### TASK GOAL
Whenever a line below mentions the word "cabinet", that line should be copied.

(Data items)
——————————
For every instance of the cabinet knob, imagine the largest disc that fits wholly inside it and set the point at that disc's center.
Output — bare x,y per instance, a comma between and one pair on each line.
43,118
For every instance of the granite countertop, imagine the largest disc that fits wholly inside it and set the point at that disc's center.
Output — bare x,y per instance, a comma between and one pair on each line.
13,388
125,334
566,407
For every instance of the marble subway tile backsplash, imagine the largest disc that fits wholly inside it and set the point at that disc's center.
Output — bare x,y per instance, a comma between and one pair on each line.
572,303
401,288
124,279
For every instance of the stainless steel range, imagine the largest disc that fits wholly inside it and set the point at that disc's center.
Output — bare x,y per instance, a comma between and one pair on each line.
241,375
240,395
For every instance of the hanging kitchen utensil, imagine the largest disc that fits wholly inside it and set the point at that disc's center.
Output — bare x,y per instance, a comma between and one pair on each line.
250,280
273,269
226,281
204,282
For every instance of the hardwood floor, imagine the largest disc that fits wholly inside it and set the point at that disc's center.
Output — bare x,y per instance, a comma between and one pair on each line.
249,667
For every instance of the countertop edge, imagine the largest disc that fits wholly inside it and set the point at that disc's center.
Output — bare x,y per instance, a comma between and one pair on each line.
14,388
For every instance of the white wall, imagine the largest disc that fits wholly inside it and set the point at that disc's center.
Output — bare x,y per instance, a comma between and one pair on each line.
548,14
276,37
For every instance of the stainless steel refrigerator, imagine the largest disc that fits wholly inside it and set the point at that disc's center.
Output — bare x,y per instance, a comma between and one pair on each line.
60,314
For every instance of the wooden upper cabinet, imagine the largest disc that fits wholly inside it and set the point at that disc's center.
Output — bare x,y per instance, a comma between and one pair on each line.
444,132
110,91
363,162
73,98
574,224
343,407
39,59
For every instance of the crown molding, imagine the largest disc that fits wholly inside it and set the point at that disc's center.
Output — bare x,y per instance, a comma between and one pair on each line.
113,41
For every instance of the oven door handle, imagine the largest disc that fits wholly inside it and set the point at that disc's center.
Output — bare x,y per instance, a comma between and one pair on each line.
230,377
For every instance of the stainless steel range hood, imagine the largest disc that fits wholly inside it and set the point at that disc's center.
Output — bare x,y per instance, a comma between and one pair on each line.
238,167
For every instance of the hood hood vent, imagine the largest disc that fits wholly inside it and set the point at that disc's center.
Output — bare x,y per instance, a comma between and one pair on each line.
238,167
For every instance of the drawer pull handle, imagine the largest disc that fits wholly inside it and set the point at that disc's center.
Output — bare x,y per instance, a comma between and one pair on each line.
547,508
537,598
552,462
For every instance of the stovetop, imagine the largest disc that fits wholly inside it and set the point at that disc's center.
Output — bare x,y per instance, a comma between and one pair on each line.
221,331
——————————
### ANSWER FOR THIS EXERCISE
For every instance of the cabinet knob, imagine the largest disc that fits wholly inside it and set the point at that disc's center.
For every instance of the wooden upper cabinet, imagine the largest disc that fits wholly inside it and set the point at that disc's center.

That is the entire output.